[Opening Data records section]

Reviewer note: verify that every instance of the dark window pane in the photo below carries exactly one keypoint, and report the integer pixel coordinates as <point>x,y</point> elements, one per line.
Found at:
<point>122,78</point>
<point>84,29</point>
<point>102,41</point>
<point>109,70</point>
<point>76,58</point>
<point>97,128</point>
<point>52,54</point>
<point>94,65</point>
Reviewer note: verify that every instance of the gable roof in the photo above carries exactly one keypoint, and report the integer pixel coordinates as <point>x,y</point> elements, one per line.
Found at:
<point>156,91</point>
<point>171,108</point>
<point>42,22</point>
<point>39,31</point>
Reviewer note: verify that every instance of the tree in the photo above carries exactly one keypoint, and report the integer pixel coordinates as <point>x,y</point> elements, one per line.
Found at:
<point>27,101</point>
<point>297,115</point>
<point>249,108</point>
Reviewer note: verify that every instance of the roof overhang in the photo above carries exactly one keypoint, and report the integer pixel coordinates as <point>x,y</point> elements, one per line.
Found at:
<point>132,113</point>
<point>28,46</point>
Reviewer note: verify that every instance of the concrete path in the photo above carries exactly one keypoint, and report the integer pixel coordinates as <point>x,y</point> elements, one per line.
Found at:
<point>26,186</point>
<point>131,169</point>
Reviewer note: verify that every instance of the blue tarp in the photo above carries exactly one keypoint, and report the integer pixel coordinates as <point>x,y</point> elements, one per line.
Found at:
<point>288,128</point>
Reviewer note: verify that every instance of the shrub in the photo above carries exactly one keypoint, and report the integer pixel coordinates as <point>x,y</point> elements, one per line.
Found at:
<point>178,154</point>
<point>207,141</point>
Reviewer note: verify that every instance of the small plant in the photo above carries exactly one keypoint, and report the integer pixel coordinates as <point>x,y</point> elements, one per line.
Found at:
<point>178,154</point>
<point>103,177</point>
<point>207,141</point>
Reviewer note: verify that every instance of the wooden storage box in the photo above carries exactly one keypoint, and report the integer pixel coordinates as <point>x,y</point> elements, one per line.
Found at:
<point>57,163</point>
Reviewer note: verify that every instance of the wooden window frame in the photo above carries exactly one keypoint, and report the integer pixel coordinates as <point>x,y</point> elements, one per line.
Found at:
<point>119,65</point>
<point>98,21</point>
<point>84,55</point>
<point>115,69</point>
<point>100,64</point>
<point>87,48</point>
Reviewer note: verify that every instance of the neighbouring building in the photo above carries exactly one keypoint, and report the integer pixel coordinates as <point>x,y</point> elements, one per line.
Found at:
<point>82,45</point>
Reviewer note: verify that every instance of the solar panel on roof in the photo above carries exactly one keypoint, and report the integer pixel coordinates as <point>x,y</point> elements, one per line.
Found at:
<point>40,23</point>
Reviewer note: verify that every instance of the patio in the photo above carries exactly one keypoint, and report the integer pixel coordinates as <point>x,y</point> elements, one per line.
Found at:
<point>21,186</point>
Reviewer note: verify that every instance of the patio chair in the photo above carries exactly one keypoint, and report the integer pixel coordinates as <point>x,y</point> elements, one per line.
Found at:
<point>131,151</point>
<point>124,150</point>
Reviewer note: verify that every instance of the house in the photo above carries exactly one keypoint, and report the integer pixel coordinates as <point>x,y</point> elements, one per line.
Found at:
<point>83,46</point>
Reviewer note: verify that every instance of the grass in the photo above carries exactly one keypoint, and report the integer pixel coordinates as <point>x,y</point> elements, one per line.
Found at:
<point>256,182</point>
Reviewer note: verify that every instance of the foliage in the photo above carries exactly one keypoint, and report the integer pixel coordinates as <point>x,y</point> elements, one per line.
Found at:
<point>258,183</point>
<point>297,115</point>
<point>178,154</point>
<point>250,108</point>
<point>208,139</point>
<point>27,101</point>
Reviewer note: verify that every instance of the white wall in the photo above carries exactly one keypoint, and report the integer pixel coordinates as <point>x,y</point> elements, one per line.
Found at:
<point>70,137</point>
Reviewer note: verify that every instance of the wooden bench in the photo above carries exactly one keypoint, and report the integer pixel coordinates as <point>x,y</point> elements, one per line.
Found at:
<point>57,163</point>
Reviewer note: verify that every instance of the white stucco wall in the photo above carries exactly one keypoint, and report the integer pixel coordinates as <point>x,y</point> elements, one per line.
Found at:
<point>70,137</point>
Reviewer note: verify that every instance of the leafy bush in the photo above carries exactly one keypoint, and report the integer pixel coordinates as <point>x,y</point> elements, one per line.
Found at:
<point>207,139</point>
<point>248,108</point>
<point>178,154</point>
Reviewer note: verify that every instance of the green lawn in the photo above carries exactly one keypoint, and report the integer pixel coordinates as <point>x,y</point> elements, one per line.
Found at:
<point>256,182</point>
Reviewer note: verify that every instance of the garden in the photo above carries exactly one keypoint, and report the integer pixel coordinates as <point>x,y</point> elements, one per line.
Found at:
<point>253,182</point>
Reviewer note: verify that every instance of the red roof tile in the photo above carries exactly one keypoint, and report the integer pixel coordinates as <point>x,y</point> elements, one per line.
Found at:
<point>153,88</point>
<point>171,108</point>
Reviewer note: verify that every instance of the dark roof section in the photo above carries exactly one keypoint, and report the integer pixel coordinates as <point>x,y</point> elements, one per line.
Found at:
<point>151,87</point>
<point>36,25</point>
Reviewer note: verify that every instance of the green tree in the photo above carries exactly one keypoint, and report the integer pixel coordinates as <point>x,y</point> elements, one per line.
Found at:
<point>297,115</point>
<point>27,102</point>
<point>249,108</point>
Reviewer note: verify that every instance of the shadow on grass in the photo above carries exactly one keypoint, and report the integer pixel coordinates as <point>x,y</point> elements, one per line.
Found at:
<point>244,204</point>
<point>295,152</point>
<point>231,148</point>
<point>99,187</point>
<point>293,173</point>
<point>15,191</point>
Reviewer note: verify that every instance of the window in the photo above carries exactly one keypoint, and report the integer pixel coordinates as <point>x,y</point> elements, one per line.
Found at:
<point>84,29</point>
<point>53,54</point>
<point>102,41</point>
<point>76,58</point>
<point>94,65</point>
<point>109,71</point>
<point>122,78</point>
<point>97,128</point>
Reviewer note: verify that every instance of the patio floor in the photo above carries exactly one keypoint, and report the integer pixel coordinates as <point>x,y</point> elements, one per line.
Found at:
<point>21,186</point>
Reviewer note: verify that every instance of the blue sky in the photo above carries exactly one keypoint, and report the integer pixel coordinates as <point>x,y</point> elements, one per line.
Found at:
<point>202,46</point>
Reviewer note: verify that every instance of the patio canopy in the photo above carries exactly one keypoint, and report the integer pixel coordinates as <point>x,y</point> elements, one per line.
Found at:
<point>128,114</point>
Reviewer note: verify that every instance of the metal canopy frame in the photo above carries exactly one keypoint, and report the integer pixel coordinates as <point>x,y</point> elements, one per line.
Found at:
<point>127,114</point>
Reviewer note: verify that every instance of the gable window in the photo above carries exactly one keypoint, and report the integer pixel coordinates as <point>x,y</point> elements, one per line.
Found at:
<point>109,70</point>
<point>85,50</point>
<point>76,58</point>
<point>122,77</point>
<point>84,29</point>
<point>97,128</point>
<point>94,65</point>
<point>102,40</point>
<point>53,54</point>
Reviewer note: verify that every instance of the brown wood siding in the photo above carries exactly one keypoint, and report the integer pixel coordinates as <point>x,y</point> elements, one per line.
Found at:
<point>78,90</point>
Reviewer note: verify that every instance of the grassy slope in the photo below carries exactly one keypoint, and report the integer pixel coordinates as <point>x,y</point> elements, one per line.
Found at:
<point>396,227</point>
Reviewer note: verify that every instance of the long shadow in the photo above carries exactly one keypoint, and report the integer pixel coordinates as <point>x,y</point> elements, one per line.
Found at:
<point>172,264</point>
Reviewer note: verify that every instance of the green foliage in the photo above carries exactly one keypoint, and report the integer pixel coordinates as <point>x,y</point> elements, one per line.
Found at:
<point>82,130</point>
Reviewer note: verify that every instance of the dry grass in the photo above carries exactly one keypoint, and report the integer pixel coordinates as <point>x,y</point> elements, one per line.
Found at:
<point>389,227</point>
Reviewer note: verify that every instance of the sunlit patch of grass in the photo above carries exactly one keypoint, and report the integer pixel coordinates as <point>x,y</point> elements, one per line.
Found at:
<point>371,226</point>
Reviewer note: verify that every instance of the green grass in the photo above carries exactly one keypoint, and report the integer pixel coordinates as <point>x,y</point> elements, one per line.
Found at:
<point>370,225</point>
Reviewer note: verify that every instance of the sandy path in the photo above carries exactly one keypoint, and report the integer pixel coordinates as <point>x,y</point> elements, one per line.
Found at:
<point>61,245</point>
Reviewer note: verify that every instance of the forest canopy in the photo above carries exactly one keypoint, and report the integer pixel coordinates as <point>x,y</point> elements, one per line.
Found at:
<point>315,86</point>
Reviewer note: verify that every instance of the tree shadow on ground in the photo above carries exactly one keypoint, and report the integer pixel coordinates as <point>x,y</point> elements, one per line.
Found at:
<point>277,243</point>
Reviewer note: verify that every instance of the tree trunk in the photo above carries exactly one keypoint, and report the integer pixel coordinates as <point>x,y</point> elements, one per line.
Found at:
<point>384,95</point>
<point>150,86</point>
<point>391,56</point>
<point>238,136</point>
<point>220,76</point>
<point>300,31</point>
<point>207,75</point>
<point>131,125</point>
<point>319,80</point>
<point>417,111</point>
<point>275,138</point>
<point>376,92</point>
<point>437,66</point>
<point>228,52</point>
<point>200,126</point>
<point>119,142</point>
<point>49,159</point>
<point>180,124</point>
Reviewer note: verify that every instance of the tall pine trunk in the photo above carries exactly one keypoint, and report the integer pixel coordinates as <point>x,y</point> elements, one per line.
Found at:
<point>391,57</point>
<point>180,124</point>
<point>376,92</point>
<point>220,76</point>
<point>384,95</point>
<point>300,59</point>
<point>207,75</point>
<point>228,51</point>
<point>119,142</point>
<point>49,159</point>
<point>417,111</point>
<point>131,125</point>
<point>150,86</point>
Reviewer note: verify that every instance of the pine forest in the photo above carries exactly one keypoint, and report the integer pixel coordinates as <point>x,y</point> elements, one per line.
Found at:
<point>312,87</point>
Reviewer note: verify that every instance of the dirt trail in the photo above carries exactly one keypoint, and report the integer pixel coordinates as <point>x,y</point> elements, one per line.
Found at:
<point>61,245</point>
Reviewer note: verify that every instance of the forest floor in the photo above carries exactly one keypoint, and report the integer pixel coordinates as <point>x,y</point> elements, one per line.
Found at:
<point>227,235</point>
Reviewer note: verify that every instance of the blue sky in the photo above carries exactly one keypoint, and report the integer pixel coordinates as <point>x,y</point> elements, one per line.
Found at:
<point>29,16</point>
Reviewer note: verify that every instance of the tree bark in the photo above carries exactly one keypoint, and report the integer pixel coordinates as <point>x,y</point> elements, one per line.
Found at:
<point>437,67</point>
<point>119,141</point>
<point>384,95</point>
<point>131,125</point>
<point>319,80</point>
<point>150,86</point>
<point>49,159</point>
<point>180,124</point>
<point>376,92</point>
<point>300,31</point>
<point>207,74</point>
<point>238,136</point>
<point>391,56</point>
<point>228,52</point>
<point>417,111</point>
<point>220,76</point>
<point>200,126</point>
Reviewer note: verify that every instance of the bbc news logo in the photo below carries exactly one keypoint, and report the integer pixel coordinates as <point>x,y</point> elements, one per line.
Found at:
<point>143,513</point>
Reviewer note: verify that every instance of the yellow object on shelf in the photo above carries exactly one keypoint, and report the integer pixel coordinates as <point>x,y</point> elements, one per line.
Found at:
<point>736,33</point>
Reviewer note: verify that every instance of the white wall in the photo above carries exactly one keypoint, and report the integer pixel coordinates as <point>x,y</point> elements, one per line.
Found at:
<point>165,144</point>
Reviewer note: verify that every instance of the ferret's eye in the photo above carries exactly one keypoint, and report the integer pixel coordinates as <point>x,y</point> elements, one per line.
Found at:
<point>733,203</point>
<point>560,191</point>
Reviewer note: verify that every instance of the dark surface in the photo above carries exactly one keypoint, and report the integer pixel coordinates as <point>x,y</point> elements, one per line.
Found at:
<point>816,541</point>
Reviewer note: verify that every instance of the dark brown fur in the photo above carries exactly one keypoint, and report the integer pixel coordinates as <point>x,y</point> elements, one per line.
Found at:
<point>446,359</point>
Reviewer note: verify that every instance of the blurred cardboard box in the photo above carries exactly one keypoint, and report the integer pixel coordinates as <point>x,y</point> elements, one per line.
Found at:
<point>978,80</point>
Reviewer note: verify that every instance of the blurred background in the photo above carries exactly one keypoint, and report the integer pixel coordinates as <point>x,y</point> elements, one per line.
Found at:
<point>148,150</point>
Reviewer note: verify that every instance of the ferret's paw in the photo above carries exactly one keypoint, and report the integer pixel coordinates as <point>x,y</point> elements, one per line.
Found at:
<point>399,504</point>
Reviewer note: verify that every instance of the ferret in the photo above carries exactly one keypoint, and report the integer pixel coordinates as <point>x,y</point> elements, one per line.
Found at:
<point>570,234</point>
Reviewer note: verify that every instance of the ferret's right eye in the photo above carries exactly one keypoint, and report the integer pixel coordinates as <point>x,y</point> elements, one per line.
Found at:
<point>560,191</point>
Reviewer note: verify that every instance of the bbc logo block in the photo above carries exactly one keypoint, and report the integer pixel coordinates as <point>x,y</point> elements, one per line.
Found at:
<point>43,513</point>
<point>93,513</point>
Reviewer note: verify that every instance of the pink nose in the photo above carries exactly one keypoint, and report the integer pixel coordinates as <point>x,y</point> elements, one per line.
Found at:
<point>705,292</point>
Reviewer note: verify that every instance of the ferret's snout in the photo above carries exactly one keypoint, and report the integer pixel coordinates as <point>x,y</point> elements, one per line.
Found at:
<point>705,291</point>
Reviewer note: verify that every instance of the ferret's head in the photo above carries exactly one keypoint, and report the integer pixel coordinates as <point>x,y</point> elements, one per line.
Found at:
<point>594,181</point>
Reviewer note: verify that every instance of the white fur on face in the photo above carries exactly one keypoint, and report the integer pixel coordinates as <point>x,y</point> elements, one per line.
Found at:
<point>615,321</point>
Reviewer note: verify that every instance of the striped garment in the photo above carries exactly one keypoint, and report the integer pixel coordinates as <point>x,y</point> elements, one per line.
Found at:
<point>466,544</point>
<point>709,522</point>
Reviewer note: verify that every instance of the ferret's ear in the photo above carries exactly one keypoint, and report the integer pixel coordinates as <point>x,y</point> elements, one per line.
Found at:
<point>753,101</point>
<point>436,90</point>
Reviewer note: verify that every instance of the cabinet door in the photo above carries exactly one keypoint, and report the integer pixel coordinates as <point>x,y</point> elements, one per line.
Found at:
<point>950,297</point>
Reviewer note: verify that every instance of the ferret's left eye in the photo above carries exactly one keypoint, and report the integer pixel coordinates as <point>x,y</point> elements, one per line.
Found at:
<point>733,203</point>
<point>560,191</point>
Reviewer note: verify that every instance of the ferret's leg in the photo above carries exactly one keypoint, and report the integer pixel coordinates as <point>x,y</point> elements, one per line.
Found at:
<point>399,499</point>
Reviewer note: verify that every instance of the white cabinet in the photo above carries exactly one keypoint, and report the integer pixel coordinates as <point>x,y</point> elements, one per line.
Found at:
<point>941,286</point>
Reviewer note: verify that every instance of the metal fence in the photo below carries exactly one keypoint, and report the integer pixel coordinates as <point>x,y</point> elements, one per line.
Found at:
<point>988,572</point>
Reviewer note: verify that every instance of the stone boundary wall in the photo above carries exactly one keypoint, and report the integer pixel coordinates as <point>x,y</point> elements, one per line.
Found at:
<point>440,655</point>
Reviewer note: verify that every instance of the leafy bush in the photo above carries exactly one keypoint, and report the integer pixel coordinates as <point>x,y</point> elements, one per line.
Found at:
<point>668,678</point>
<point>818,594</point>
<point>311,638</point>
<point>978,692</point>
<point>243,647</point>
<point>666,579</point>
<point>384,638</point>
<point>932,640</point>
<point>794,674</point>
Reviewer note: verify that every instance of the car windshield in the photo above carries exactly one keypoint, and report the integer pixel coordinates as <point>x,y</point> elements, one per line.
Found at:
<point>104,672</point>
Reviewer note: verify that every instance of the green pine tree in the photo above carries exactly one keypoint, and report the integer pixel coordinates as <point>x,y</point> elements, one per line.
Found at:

[Closing Data records section]

Please filter the entries above down to the lines holding "canopy" and copy them.

Output:
Reviewer note: verify that every instance of the patio canopy in the photo above carries exactly one keypoint, and report the integer pixel coordinates as <point>x,y</point> elements, one per line.
Reviewer note: verify that every instance of the metal canopy frame in the photo above carries exactly one keypoint, and report the integer pixel coordinates as <point>x,y</point> elements, one per line.
Reviewer note: verify that every instance of the forest canopy in the photo above carries exactly one keypoint, and report the integer pixel coordinates as <point>x,y</point> elements, one per line.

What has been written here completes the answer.